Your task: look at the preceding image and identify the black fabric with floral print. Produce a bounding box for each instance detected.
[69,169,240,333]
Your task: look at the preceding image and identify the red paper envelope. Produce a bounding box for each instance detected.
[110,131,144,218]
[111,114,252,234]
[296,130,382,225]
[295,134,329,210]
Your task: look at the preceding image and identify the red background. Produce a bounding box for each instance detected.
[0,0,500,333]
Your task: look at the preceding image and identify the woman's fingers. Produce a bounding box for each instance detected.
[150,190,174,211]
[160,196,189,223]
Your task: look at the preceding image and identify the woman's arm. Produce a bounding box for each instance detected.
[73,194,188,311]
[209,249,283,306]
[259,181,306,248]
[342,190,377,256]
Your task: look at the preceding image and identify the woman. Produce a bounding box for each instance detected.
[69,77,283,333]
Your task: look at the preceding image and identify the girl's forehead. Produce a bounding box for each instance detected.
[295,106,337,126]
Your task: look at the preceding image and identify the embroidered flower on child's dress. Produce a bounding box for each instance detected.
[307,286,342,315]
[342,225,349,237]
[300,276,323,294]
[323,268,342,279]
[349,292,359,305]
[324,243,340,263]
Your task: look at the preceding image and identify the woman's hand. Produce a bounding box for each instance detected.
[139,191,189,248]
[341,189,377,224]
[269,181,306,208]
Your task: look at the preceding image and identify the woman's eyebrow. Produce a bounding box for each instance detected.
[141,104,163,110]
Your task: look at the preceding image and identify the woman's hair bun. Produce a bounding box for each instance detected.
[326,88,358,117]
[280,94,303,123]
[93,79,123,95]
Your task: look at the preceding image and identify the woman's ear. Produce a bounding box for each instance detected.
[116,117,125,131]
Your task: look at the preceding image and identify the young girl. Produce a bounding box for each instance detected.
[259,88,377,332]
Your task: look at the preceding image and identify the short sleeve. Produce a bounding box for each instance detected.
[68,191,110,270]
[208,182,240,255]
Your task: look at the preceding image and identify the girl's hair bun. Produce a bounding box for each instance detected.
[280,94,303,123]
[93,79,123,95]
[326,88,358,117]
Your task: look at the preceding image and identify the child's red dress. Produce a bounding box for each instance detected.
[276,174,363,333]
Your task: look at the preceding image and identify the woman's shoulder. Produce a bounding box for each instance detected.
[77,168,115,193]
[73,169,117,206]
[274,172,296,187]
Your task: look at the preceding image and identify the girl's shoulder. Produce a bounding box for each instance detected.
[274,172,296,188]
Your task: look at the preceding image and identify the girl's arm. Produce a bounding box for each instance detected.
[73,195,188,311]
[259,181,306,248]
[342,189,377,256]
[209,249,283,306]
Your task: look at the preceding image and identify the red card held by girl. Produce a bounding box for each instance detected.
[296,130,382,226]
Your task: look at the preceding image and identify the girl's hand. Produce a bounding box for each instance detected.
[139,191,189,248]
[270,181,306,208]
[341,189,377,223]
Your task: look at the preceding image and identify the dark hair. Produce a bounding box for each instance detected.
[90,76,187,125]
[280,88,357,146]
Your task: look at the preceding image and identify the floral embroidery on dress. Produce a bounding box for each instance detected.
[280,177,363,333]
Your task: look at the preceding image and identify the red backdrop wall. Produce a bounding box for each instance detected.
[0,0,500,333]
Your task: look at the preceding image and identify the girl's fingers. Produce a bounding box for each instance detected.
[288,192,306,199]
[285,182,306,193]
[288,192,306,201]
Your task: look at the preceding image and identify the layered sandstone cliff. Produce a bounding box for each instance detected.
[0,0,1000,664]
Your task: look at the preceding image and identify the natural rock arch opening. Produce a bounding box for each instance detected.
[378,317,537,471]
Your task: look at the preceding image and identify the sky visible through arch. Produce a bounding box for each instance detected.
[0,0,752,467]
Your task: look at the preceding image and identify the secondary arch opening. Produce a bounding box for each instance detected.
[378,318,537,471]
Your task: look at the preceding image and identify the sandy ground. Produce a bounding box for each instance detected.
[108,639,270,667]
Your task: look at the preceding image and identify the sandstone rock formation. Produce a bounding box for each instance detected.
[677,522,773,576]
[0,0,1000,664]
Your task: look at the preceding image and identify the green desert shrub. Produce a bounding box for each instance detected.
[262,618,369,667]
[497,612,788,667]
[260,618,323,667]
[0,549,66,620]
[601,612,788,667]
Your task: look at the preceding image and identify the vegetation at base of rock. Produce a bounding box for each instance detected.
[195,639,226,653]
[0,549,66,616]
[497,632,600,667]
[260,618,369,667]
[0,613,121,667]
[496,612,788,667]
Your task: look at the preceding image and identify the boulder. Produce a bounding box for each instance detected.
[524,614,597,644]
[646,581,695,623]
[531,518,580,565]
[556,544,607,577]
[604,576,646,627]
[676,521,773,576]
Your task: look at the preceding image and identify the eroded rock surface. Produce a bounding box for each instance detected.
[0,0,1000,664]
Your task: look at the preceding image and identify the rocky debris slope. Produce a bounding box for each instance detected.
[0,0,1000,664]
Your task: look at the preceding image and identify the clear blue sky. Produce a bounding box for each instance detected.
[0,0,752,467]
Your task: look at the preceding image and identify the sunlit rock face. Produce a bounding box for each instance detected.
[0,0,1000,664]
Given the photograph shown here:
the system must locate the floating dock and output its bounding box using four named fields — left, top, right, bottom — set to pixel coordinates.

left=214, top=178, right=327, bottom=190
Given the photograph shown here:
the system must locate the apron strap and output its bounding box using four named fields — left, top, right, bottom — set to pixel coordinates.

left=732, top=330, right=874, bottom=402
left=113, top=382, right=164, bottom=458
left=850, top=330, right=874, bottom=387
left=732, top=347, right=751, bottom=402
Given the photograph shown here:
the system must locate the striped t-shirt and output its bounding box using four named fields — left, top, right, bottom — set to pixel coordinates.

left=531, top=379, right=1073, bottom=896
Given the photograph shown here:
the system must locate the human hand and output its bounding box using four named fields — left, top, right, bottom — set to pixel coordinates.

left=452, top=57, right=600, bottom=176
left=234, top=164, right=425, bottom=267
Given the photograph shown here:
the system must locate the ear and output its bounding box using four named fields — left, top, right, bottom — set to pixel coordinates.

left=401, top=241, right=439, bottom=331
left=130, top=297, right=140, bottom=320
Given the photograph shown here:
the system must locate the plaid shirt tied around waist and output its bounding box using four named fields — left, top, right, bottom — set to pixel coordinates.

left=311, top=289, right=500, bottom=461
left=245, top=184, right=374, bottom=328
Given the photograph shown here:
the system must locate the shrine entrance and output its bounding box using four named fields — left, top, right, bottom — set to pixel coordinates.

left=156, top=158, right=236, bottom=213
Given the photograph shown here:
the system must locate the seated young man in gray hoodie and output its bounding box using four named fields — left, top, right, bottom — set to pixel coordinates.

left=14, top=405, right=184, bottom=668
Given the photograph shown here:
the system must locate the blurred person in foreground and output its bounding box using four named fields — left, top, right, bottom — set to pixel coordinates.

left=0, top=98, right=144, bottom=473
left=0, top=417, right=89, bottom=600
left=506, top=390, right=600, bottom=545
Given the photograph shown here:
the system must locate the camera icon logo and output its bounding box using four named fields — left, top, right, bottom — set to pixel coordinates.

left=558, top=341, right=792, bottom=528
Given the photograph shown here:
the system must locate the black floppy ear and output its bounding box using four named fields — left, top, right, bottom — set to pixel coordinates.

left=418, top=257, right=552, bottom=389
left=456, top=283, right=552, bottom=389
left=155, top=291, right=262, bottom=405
=-=-=
- **WRITTEN INSTRUCTION**: Copy the records above exactly.

- **RESPONSE TO THIS TASK**:
Your task: look at the preceding image and identify the black fabric with floral print. Produce a bounding box for each instance detected.
[69,169,240,333]
Your task: look at the preceding image and identify the red paper envelope. Produce a bounding box for each instance detected.
[110,131,144,218]
[111,114,252,234]
[296,130,382,225]
[295,134,329,210]
Your task: look at the preceding image and identify the red background. Produce a bounding box for each instance detected.
[0,0,500,333]
Your task: look at the preceding image and identify the woman's fingers. Produce a bounding box for each instance detected.
[150,190,174,211]
[160,196,189,223]
Your task: look at the preceding image and identify the woman's arm. Produce a bounding box for each instance detected.
[73,194,188,311]
[209,249,283,306]
[259,181,306,248]
[342,190,377,256]
Your task: look at the preceding image and identify the woman. Produce a bounding box for each instance detected.
[69,77,283,333]
Your task: look at the preceding image and identify the girl's forehead. Produce a bounding box for each instance detected.
[295,106,337,126]
Your task: look at the preceding image and identify the embroidered flower on child's dress. Produce a bounding box for each instance detected.
[307,286,342,315]
[342,225,349,237]
[300,276,323,294]
[323,268,342,279]
[349,292,359,305]
[324,243,340,263]
Your task: look at the preceding image and identify the woman's hand. Produce a bounding box for each instance detected.
[139,191,189,248]
[341,189,377,224]
[269,181,306,208]
Your task: look at the preceding image and identify the woman's eyebrow. Produce a bounding box for each instance detected.
[141,104,163,110]
Your task: look at the preceding image and identify the woman's hair bun. Produce a bounding box for each instance detected.
[326,88,358,117]
[280,94,303,123]
[93,79,123,95]
Your task: look at the preceding image and identify the woman's ear. Produce a bounding box for each instance detected.
[116,117,125,131]
Your task: look at the preceding image and identify the young girl. Produce a bounding box for each instance detected.
[259,88,377,332]
Your task: look at the preceding image and identify the short sleeve. Produce a bounding box for each instance detected.
[68,191,110,270]
[208,182,240,255]
Your task: look at the preceding image and identify the girl's hair bun. Produce a bounding box for each instance detected.
[280,94,303,123]
[93,79,123,95]
[326,88,358,117]
Your task: look at the preceding image and identify the child's red dress. Produce a bounding box for each instance detected.
[276,174,363,333]
Your task: look at the preceding image and identify the woman's shoulder. Produce a bounding box for each instance detected.
[77,168,115,193]
[73,169,117,206]
[274,172,296,187]
Your task: look at the preceding image and identify the girl's shoulder. Produce a bounding box for each instance detected.
[274,172,296,188]
Your task: look at the preceding image and identify the girl's arm. Produce a bounding box for each instance detected.
[73,195,188,311]
[259,181,306,248]
[342,189,377,256]
[209,249,283,306]
Your task: look at the preceding image and identify the red card held by girl. Produce a bounding box for each instance detected.
[296,130,382,226]
Your task: look at the preceding image and identify the girl's hand. Produce a bounding box for each instance detected.
[139,191,189,248]
[270,181,306,208]
[341,189,377,223]
Your task: look at the preceding image and identify the dark hair. Produce a bounding box for each instance detected.
[90,76,187,125]
[280,88,357,146]
Your task: look at the preceding image and identify the floral embroidery on dress. Produce a bounding box for each instance detected.
[280,177,363,333]
Your task: look at the preceding image and identify the red backdrop wall. Produce a bounding box for each instance detected.
[0,0,500,333]
Your task: look at the preceding image and identify the girl's fingers. Produce a bounding box for each instance detected.
[288,192,306,199]
[285,182,306,193]
[288,192,306,201]
Your task: look at the preceding image and identify the layered sandstone cliff. Produce a bounding box for each instance detected.
[0,0,1000,664]
Your task: look at the preceding image and identify the natural rock arch opening. Produce a bounding box for each instance detected.
[378,317,537,471]
Your task: look at the preceding image and identify the sky visible through arch. Produce a bounding box for each instance detected.
[0,0,752,467]
Your task: look at the preceding image and identify the secondary arch opening. Produce a bounding box for each instance detected.
[378,318,537,471]
Your task: look at the preceding image and identify the sandy ground. Produce a bounding box for each instance detected.
[108,639,270,667]
Your task: look at the preceding image and identify the sandstone rock formation. Produce a bounding box for each instance detected.
[677,522,773,576]
[0,0,1000,664]
Your task: look at the preceding image and identify the green desert shrub. Produce a bounding box for each instance detected.
[262,618,369,667]
[497,612,788,667]
[260,618,323,667]
[0,549,66,620]
[601,612,788,667]
Your task: look at the preceding image and identify the vegetation at base of rock. Produce a bounding box for each instance detected.
[195,639,226,653]
[0,549,66,616]
[497,632,600,667]
[260,618,369,667]
[0,613,121,667]
[496,612,788,667]
Your task: look at the preceding image and identify the boulder. Produce a bounding box for each instance detected.
[524,614,597,644]
[646,581,695,623]
[531,518,580,565]
[556,544,607,577]
[604,576,646,627]
[676,521,773,576]
Your task: look at the preceding image and identify the eroded rock surface. Produce a bounding box for each instance detected.
[0,0,1000,664]
Your task: look at the preceding image and identify the rocky debris slope. Produce a bounding box for each instance detected.
[0,0,1000,664]
Your task: look at the preceding image and identify the clear blue sky. Produce a bounding box for each instance detected.
[0,0,752,467]
Your task: look at the preceding image and identify the sunlit rock face. Produce a bounding box for each instance detected.
[0,0,1000,664]
Given the photograph shown here:
the system must locate the floating dock and output its bounding box using four named fields — left, top, right, bottom — set to pixel coordinates.

left=214, top=178, right=327, bottom=190
Given the photograph shown here:
the system must locate the apron strap and output its bounding box using four named fields — left, top, right, bottom — set to pixel coordinates.

left=732, top=330, right=874, bottom=402
left=113, top=382, right=164, bottom=458
left=850, top=330, right=874, bottom=387
left=732, top=347, right=751, bottom=402
Given the photograph shown here:
the system must locate the striped t-shirt and output its bounding box using four named fields — left, top, right, bottom — set to pixel coordinates.

left=531, top=379, right=1073, bottom=896
Given the photograph shown here:
the system must locate the human hand and output its bounding box using four named fields — left, top, right, bottom — set to pixel coordinates.

left=452, top=57, right=600, bottom=176
left=234, top=164, right=425, bottom=267
Given the photograph shown here:
the system must locate the ear and output its bounding box using four named fields — left, top, right, bottom — set to pixel coordinates.

left=401, top=241, right=439, bottom=331
left=130, top=297, right=140, bottom=320
Given the photograph shown here:
the system must locate the plaid shirt tied around waist and output its bounding box using four named fields — left, top, right, bottom — set to pixel coordinates.

left=311, top=289, right=500, bottom=461
left=245, top=184, right=374, bottom=328
Given the photograph shown here:
the system must locate the shrine entrance and output its bounding box using four named fields — left, top, right, bottom — set to pixel coordinates.

left=156, top=158, right=236, bottom=213
Given the photograph shown here:
the system must locate the seated young man in gray hoodie and output its bounding box using four named fields — left, top, right, bottom — set to pixel coordinates.

left=14, top=405, right=184, bottom=668
Given the photograph shown here:
the system must locate the blurred person in foreground and output its bounding box using four named fields — left, top, right, bottom — set to pixel coordinates.

left=0, top=98, right=144, bottom=473
left=0, top=417, right=89, bottom=600
left=506, top=390, right=600, bottom=545
Given the photograph shown here:
the system must locate the camera icon logo and output its bounding box using four named fields — left, top, right, bottom — set to pixel coordinates.

left=558, top=341, right=792, bottom=528
Given the photograph shown here:
the system must locate the black floppy ear and output its bounding box using four named fields — left, top, right, bottom — set to pixel coordinates.

left=418, top=257, right=552, bottom=389
left=456, top=283, right=552, bottom=389
left=155, top=291, right=262, bottom=405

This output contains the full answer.